With a small team on the ground in Accra trying to help the market pick up the pieces and move forward from piled-up debt and charred goods, Ricketts calls for more “solidarity within the resale and secondhand space — not because I hold them responsible but because if we are going to make circular economy (and secondhand as a part of that) something different then we need to see different economic models, and we need to see more solidarity between the Global North and Global South and also between ‘traditional marketplaces’ and ‘modern marketplaces.’”
“For us, the end of the line is the beginning of the circle,” Ricketts said. “Most of the clothing that ends up in Ghana, someone probably already tried to sell it on Depop, it probably was donated and sent to multiple states, to multiple countries and then ended up in Ghana. That’s a carbon footprint that seems pretty meaningless when like half of it is going to waste, but what we need to realize is that this fire is a supply chain disaster because if you have all of these companies in the Global North — resale platforms, clothing collectors, charities, for-profits, nonprofits, etc. saying that their mission is to keep clothing out of landfills and to extend the life of clothing then Kantamanto literally is laboring in service of that mission.”
It costs roughly $40,000 to import a container of used clothing into Ghana, where the demand is high but never surpassing the surplus of clothing ending up there. In homage to that “symbolic” trade amount, the Or Foundation is attempting to crowd-fund the amount to help rebuild the market on the sellers’ terms.

• Problem to solve: In the passage on the Kantamanto market fire, Ricketts names several kinds of Global North companies that say their mission is to keep clothing out of landfills. List each kind. The rows after this passage are separate material, unrelated to it.

• Information shown:

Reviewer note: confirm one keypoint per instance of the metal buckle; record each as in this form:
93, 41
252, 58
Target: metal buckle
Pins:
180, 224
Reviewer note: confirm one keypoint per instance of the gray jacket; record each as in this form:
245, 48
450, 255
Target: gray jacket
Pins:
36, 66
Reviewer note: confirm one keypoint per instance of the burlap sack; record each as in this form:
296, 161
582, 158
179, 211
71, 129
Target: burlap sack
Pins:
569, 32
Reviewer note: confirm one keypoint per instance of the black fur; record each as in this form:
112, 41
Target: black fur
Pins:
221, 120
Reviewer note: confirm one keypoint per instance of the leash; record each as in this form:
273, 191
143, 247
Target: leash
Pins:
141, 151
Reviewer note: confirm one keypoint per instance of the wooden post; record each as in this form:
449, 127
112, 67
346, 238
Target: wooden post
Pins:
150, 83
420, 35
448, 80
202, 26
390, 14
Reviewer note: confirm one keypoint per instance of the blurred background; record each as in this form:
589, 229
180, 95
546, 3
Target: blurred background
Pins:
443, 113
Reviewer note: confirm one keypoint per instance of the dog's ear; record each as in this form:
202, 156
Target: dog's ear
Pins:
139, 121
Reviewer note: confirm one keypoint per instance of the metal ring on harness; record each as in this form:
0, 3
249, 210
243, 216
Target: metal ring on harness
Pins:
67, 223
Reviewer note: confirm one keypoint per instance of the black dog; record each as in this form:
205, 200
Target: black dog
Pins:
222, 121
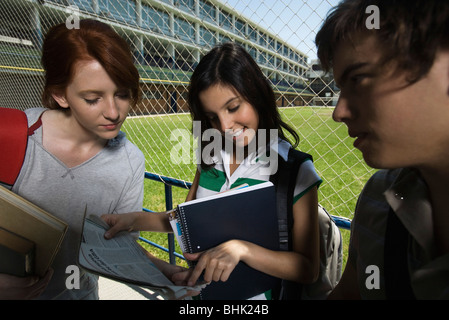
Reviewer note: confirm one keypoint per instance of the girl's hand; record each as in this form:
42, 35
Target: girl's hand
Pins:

• Correct result:
- resale platforms
- clothing collectors
- charities
- for-profits
- nonprofits